*AIM OF THE EXERCISE*:
Output all of the entries beneath, exactly as written.

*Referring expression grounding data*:
Segment Open

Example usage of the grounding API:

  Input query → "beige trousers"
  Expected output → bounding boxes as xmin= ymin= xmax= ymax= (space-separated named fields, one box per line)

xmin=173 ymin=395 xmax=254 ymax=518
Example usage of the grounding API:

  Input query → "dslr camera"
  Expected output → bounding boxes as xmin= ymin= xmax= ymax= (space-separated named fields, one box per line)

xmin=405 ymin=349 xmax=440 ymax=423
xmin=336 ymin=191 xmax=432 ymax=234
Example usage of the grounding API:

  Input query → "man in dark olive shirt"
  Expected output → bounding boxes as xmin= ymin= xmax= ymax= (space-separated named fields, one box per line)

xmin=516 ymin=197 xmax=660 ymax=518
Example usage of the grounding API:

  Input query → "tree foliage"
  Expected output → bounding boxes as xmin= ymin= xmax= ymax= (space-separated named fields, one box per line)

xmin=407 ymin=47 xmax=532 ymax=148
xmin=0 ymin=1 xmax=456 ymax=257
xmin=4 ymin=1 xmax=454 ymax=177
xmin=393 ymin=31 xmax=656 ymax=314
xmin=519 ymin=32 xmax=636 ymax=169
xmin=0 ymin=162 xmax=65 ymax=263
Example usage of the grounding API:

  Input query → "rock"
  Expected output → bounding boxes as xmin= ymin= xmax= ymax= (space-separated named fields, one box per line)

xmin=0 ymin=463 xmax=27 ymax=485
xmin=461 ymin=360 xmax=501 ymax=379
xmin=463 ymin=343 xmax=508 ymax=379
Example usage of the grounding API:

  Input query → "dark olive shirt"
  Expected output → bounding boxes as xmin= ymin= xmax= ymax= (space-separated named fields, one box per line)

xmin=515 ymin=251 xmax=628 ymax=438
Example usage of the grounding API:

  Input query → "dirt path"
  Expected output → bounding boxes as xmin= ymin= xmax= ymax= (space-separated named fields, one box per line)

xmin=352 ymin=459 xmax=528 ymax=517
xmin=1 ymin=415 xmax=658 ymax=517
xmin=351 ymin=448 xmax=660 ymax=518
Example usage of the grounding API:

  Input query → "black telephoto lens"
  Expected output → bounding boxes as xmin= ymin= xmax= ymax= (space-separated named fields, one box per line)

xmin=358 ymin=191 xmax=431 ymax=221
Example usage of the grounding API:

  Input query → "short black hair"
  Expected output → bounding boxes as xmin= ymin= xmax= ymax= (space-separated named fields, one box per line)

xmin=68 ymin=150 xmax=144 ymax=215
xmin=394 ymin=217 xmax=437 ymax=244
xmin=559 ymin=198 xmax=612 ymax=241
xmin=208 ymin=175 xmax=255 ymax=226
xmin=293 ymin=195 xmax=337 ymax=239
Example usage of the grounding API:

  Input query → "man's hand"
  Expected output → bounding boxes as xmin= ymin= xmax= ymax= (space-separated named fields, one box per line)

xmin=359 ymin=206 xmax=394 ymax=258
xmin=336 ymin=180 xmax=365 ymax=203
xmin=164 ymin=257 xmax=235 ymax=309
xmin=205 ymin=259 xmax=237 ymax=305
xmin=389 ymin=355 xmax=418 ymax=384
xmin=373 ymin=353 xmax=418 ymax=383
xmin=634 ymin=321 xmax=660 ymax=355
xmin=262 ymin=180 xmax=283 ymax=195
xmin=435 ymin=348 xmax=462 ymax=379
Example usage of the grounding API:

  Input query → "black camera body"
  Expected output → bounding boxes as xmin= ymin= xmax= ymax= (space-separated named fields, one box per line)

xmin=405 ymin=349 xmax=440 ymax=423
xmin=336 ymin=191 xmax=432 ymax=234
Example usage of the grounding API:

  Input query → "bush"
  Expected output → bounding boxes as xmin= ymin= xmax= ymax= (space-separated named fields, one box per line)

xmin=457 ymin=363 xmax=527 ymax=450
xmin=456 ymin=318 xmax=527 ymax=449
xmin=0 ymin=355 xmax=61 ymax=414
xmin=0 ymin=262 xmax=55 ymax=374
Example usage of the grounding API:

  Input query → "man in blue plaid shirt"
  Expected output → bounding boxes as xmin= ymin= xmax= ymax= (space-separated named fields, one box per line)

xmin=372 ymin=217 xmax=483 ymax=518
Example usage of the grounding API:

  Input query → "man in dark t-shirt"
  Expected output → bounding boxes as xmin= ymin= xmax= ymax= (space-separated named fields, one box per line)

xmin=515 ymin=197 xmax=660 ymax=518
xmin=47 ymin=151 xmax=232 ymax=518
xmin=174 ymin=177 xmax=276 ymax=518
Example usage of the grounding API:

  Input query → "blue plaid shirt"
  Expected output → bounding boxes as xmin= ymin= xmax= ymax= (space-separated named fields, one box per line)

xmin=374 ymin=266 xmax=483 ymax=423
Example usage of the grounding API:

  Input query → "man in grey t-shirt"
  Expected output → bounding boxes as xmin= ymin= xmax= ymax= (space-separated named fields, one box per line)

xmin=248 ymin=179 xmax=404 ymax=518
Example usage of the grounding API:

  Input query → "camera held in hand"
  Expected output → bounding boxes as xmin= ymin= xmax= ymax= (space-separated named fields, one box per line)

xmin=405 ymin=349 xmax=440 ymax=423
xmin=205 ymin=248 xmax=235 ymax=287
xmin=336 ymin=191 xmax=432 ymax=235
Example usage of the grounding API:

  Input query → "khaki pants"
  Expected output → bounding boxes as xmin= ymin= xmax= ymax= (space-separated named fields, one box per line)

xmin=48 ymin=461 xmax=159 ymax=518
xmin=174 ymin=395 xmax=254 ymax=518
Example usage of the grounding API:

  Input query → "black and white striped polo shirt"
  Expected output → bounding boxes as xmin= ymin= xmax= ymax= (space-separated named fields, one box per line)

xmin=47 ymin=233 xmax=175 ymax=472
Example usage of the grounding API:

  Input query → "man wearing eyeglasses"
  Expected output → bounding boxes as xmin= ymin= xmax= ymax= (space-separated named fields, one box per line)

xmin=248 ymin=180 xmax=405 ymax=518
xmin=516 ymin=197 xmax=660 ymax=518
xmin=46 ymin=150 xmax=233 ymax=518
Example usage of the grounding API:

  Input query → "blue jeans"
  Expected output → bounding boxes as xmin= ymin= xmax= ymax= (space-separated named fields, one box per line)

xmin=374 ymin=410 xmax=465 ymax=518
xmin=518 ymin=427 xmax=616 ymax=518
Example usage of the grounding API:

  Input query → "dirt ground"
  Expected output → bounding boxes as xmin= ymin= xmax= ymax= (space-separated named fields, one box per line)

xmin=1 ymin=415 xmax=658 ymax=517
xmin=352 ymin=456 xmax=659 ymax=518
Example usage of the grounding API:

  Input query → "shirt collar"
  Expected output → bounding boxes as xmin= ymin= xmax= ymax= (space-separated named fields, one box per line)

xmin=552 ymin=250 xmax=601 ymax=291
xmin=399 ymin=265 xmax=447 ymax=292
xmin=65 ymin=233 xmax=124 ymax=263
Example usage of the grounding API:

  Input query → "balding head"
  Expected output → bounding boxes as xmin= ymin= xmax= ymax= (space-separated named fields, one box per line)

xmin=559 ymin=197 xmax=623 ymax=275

Segment Closed

*TASK RESPONSE*:
Example usage of the grounding API:

  Input query → "beige trousers"
  Expected output → bounding boxes as xmin= ymin= xmax= ymax= (space-separated named fields, one box per line)

xmin=173 ymin=395 xmax=254 ymax=518
Example usage of the grounding API:

  Input query → "dslr camera"
  Expected output → bounding boxes as xmin= ymin= xmax= ymax= (space-separated named fields, one box per line)

xmin=405 ymin=349 xmax=440 ymax=423
xmin=336 ymin=191 xmax=432 ymax=234
Example usage of the grounding API:

  Input query → "man in dark olive shirt"
  Expected output → bounding boxes as xmin= ymin= xmax= ymax= (space-separated named fields, one box per line)

xmin=516 ymin=197 xmax=660 ymax=518
Example usage of the grounding API:

  Input query → "tree foliage"
  Expected output → bounding boxes as xmin= ymin= xmax= ymax= (space-separated named fields, one box per line)

xmin=407 ymin=47 xmax=532 ymax=148
xmin=0 ymin=1 xmax=456 ymax=257
xmin=4 ymin=1 xmax=454 ymax=177
xmin=393 ymin=31 xmax=656 ymax=314
xmin=519 ymin=32 xmax=636 ymax=169
xmin=0 ymin=162 xmax=65 ymax=263
Example usage of the grounding API:

  Input query → "rock"
  Expected output → bounding boxes as xmin= ymin= xmax= ymax= (space-separated named fields, one box per line)

xmin=0 ymin=463 xmax=27 ymax=485
xmin=461 ymin=360 xmax=501 ymax=379
xmin=463 ymin=343 xmax=508 ymax=379
Example usage of the grounding API:

  Input query → "dark olive shirt"
  Expected output → bounding boxes as xmin= ymin= xmax= ymax= (space-separated named fields, one box per line)

xmin=515 ymin=251 xmax=628 ymax=438
Example usage of the grounding API:

  Input query → "dirt path"
  Expected output → bounding boxes as xmin= ymin= xmax= ymax= (space-separated named fields, one box per line)

xmin=352 ymin=459 xmax=528 ymax=517
xmin=1 ymin=415 xmax=658 ymax=517
xmin=351 ymin=448 xmax=660 ymax=518
Example usage of the grounding API:

  Input query → "black telephoto lens"
  Expected output → bounding boxes as xmin= ymin= xmax= ymax= (space-separated named fields, one box per line)

xmin=358 ymin=191 xmax=431 ymax=221
Example usage of the grounding API:

  Input query → "short black hair"
  Expected output → bounding boxes as xmin= ymin= xmax= ymax= (space-separated named fields, one box per line)

xmin=68 ymin=150 xmax=144 ymax=215
xmin=394 ymin=217 xmax=437 ymax=244
xmin=559 ymin=198 xmax=612 ymax=241
xmin=208 ymin=175 xmax=255 ymax=226
xmin=293 ymin=195 xmax=337 ymax=239
Example usage of the grounding API:

  Input query → "man's hand"
  Expected output → bounding boxes as xmin= ymin= xmax= ymax= (space-separated named fields, one box per line)

xmin=359 ymin=206 xmax=394 ymax=258
xmin=336 ymin=180 xmax=365 ymax=203
xmin=164 ymin=257 xmax=235 ymax=309
xmin=205 ymin=259 xmax=237 ymax=305
xmin=389 ymin=355 xmax=418 ymax=384
xmin=373 ymin=353 xmax=418 ymax=383
xmin=634 ymin=321 xmax=660 ymax=355
xmin=262 ymin=180 xmax=283 ymax=195
xmin=435 ymin=348 xmax=462 ymax=379
Example usage of the grounding API:

  Input query → "black camera body"
  Expected output → bounding boxes as xmin= ymin= xmax= ymax= (space-separated named fields, one box per line)

xmin=405 ymin=349 xmax=440 ymax=423
xmin=336 ymin=191 xmax=432 ymax=234
Example usage of the grounding API:

  Input query → "bush"
  Expected output → bounding boxes as xmin= ymin= xmax= ymax= (space-separated named fields, one box per line)

xmin=457 ymin=363 xmax=527 ymax=450
xmin=456 ymin=318 xmax=527 ymax=449
xmin=0 ymin=355 xmax=61 ymax=414
xmin=0 ymin=262 xmax=55 ymax=374
Example usage of the grounding API:

  Input query → "man in blue plaid shirt"
  Expected output → bounding boxes as xmin= ymin= xmax= ymax= (space-separated named fields, one box per line)

xmin=372 ymin=217 xmax=483 ymax=518
Example usage of the grounding API:

  Input query → "man in dark t-shirt"
  Expected output → bounding boxes as xmin= ymin= xmax= ymax= (space-separated named fields, one box per line)

xmin=515 ymin=197 xmax=660 ymax=518
xmin=47 ymin=151 xmax=232 ymax=518
xmin=174 ymin=177 xmax=276 ymax=518
Example usage of the grounding API:

  Input query → "blue plaid shirt"
  Expected output → bounding boxes as xmin= ymin= xmax= ymax= (space-separated named fields, one box per line)

xmin=374 ymin=266 xmax=483 ymax=423
Example usage of the grounding API:

  Input query → "man in grey t-shirt"
  Expected output → bounding boxes as xmin= ymin= xmax= ymax= (space-separated named fields, one box per line)

xmin=248 ymin=179 xmax=404 ymax=518
Example usage of the grounding API:

  Input query → "camera held in hand"
  Expected output → bounding boxes as xmin= ymin= xmax= ymax= (space-separated named fields, one box per line)

xmin=405 ymin=349 xmax=440 ymax=423
xmin=205 ymin=248 xmax=235 ymax=287
xmin=336 ymin=191 xmax=432 ymax=235
Example usage of the grounding API:

  Input query → "khaki pants"
  Expected output → bounding boxes as xmin= ymin= xmax= ymax= (space-separated named fields, one box per line)

xmin=48 ymin=461 xmax=159 ymax=518
xmin=174 ymin=395 xmax=254 ymax=518
Example usage of the grounding API:

  Input query → "black and white striped polo shirt"
  Expected output → bounding boxes as xmin= ymin= xmax= ymax= (space-separated named fields, one box per line)

xmin=47 ymin=233 xmax=175 ymax=472
Example usage of the grounding API:

  Input query → "man wearing eyeglasses"
  Expected output → bounding boxes as xmin= ymin= xmax= ymax= (space-separated named fields, one box per line)

xmin=248 ymin=180 xmax=405 ymax=518
xmin=516 ymin=197 xmax=660 ymax=518
xmin=46 ymin=150 xmax=233 ymax=518
Example usage of the grounding API:

  Input query → "blue jeans"
  Expected output → bounding boxes as xmin= ymin= xmax= ymax= (space-separated named fields, one box per line)

xmin=374 ymin=410 xmax=465 ymax=518
xmin=518 ymin=427 xmax=616 ymax=518
Example usage of the grounding API:

  Input query → "dirt ground"
  Expected output → bounding boxes as xmin= ymin= xmax= ymax= (space-separated named fields, one box per line)

xmin=1 ymin=415 xmax=658 ymax=517
xmin=352 ymin=456 xmax=659 ymax=518
Example usage of the grounding API:

  Input query → "shirt collar"
  Expected output → bounding boxes as xmin= ymin= xmax= ymax= (space-separated named fields, one box per line)

xmin=552 ymin=250 xmax=601 ymax=291
xmin=399 ymin=265 xmax=447 ymax=292
xmin=65 ymin=233 xmax=124 ymax=263
Example usage of the grounding API:

  Input query → "balding head"
  Expected output → bounding boxes as xmin= ymin= xmax= ymax= (space-separated named fields, one box per line)

xmin=559 ymin=197 xmax=623 ymax=275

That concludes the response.